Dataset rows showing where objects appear
········

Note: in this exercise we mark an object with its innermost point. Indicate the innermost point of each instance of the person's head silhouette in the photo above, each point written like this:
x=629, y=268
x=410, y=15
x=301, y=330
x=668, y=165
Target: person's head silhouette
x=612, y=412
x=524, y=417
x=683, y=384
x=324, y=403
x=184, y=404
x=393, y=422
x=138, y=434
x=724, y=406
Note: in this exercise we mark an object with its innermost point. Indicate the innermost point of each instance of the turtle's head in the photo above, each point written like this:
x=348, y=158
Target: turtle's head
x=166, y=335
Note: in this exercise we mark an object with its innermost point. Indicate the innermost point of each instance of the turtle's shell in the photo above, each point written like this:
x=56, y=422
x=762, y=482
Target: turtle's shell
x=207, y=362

········

▸ WHAT YOU ARE ASKED TO DO
Put every line of the listing above into a numbered list, dropping any blank lines.

▸ ANSWER BELOW
1. Note: in this exercise we mark an object with its innermost point. Indicate the innermost point of each instance of the person's head silhouette in the photo above, each point written like this:
2. x=629, y=268
3. x=410, y=15
4. x=301, y=330
5. x=668, y=165
6. Target: person's head silhouette
7. x=612, y=412
8. x=524, y=417
9. x=683, y=384
10. x=324, y=403
11. x=184, y=404
12. x=393, y=422
13. x=138, y=434
14. x=724, y=406
15. Note: in this exercise we mark an object with its innermost point. Indicate the innermost point of each instance of the turtle's head in the photo above, each point written like this:
16. x=348, y=158
17. Target: turtle's head
18. x=166, y=335
19. Note: in this exercise we mark an object with its innermost point. Indicate the innermost point of each instance of the turtle's shell in the photo above, each point written like this:
20. x=56, y=422
21. x=762, y=482
22. Target: turtle's shell
23. x=207, y=362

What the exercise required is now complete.